**What this task involves**
Render the records from the line containing "provide the segmentation of water" through the end of the records, both ends included, as a Markdown table with the columns Row and Record line. Number each line and leave out the blank ones.

— start of Records supplied —

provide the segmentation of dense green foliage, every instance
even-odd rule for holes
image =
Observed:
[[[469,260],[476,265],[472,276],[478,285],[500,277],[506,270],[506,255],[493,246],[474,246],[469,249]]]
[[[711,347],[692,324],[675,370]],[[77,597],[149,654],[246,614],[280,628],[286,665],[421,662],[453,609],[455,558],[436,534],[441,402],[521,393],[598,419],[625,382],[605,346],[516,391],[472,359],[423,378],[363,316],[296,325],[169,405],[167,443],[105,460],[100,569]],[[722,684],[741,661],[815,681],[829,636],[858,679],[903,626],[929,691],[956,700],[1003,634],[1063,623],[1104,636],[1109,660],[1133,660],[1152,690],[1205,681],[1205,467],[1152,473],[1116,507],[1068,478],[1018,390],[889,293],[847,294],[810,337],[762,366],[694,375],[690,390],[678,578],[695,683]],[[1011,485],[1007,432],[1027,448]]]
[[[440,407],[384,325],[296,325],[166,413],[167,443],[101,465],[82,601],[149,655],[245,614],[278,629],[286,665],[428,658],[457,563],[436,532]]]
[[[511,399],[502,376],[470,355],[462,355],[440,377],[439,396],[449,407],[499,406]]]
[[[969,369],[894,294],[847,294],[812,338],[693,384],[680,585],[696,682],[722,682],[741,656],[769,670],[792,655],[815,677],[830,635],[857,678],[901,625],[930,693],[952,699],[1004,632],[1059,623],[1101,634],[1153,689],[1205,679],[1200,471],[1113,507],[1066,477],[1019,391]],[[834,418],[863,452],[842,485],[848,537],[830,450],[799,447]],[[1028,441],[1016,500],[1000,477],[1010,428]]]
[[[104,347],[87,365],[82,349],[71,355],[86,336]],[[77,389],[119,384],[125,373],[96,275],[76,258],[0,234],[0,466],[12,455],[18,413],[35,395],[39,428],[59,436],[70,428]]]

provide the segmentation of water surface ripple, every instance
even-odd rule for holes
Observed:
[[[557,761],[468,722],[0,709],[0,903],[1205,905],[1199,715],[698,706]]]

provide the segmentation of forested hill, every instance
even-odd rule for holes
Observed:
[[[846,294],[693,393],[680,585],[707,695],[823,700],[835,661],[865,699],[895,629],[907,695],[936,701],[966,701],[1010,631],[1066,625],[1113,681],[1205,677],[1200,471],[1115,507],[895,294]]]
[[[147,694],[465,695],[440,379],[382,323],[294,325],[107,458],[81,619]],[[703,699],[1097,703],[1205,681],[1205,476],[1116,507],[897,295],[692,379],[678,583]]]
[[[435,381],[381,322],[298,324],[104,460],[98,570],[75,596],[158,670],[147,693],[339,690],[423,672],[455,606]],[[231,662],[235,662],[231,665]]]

— end of Records supplied —

**Completed exercise**
| Row | Record line |
|---|---|
| 1 | provide the segmentation of water surface ripple, every instance |
| 2 | even-odd rule for holes |
| 3 | Observed: |
| 4 | [[[557,761],[468,722],[0,709],[0,903],[1205,905],[1199,715],[698,706]]] |
| 5 | provide the segmentation of forested hill, every instance |
| 6 | even-odd rule for holes |
| 7 | Observed: |
| 8 | [[[846,294],[693,393],[680,585],[707,695],[823,700],[835,661],[865,699],[895,629],[907,695],[936,701],[966,701],[1010,631],[1066,625],[1113,681],[1205,677],[1200,471],[1115,507],[895,294]]] |
| 9 | [[[147,694],[465,695],[440,379],[382,323],[294,325],[107,458],[81,619]],[[703,699],[1097,703],[1205,681],[1205,476],[1116,507],[897,295],[692,379],[678,583]]] |
| 10 | [[[435,381],[381,322],[298,324],[104,460],[98,570],[75,596],[158,670],[147,693],[339,690],[423,672],[455,606]],[[231,662],[235,662],[231,665]]] |